Task description
Locate each line in the records that contains the string "wooden" and copy those lines out. Case counts when matching.

Raw records:
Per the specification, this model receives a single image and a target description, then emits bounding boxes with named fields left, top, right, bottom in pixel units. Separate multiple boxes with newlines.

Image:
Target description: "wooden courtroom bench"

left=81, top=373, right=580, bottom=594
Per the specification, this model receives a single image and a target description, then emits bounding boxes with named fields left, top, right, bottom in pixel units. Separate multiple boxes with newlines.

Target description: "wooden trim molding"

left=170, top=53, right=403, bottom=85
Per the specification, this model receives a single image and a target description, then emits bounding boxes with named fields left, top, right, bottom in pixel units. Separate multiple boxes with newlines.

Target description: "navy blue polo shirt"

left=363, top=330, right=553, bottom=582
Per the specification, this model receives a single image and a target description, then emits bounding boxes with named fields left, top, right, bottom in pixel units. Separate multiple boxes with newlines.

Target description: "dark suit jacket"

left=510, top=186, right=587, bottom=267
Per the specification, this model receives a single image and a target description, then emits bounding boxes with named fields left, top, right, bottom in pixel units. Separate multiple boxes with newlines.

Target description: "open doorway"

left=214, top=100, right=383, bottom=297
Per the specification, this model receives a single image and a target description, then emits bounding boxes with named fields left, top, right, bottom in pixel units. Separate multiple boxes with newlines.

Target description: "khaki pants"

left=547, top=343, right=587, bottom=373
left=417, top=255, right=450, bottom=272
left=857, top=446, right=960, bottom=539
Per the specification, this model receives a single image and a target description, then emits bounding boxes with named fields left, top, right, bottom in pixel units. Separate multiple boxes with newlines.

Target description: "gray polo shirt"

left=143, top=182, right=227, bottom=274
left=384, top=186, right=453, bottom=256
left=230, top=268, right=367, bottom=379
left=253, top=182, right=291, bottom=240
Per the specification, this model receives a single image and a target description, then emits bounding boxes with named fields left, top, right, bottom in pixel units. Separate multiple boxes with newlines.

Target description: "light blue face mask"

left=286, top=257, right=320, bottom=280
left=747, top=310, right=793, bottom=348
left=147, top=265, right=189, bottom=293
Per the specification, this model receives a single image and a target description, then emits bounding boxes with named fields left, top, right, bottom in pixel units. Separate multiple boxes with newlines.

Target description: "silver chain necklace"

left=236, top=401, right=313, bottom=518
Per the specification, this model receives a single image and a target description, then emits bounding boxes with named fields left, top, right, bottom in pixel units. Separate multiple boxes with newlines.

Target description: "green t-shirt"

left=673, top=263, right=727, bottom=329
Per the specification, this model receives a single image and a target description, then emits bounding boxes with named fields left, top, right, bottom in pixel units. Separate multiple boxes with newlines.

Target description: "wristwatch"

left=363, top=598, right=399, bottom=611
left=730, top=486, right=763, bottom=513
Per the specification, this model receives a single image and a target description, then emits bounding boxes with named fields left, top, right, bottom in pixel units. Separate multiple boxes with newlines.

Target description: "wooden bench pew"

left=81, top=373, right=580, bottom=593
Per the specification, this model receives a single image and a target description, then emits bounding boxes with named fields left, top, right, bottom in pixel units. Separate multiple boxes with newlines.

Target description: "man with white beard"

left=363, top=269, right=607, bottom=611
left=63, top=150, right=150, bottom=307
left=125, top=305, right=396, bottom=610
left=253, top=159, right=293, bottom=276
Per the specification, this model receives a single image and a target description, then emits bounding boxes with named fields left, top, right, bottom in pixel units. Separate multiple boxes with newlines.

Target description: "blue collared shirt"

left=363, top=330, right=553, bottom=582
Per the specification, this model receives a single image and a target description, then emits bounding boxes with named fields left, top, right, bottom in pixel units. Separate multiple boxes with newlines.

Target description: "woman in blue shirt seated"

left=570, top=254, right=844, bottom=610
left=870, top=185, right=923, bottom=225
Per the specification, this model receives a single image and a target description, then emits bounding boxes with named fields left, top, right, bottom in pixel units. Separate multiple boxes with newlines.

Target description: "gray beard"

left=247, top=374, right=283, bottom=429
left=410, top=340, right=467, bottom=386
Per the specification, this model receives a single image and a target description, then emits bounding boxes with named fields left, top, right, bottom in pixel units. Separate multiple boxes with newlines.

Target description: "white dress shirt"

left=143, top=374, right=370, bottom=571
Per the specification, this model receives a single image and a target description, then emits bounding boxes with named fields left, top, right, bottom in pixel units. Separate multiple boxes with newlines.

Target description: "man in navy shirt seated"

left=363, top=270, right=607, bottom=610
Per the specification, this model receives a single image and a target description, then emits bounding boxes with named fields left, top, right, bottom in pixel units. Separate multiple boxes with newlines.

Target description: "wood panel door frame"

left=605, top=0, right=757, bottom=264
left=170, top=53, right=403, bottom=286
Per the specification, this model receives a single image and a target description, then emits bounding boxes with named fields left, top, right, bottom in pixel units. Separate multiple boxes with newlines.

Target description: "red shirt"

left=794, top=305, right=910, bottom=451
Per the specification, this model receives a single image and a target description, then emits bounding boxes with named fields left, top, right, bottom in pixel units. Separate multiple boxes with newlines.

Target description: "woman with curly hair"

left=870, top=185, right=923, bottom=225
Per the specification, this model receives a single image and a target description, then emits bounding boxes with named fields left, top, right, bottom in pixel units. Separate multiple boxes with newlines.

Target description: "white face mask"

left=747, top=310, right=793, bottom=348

Solved exercise
Target description: "wooden courtroom bench"
Target description: "wooden trim molding"
Target description: "wooden bench pew"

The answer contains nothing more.